Pick out every line in the entries below that contains the word "motorcycle" and copy each one. Capital and small letters must match.

━━ MATERIAL PROVIDED ━━

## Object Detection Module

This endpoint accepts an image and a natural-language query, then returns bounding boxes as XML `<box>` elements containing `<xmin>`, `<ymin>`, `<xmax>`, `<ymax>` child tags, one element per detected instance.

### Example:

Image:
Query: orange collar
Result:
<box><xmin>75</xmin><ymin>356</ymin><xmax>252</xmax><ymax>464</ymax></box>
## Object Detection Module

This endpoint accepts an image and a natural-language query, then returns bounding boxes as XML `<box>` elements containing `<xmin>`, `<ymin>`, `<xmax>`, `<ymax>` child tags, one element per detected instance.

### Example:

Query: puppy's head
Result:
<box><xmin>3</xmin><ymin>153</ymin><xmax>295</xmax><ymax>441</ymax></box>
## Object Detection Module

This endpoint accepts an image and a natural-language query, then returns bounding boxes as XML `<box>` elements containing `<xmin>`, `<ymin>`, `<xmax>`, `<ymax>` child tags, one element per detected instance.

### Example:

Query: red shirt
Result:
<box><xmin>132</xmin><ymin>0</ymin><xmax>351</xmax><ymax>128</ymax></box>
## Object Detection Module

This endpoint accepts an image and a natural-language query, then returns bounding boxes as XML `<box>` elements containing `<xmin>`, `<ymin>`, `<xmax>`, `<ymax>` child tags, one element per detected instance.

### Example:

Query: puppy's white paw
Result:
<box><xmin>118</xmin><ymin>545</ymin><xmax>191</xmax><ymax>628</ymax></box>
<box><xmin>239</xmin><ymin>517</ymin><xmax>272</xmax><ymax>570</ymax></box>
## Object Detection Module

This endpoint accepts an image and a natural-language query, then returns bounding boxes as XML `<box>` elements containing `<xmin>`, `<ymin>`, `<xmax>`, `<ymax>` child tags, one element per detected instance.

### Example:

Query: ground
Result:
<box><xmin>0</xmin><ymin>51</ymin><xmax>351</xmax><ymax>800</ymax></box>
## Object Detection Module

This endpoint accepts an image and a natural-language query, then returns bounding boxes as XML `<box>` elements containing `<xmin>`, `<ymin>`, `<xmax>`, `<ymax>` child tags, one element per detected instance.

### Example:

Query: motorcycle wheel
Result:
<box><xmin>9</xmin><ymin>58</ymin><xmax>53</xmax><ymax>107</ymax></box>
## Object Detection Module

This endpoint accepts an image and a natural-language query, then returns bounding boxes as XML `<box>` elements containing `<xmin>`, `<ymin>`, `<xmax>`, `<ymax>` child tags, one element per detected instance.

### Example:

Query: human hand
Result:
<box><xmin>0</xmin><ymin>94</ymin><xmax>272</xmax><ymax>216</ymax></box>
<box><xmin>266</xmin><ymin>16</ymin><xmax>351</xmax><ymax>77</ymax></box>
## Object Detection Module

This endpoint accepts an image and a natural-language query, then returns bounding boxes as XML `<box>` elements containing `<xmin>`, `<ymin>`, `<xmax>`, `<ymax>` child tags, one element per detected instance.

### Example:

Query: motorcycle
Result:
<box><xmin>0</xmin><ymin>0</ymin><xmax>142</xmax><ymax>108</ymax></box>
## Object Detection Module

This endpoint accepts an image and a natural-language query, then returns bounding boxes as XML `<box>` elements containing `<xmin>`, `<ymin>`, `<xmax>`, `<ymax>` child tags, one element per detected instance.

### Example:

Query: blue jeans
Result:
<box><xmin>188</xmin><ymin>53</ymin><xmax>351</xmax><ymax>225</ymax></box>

━━━

### ANSWER FOR THE TASK
Query: motorcycle wheel
Query: motorcycle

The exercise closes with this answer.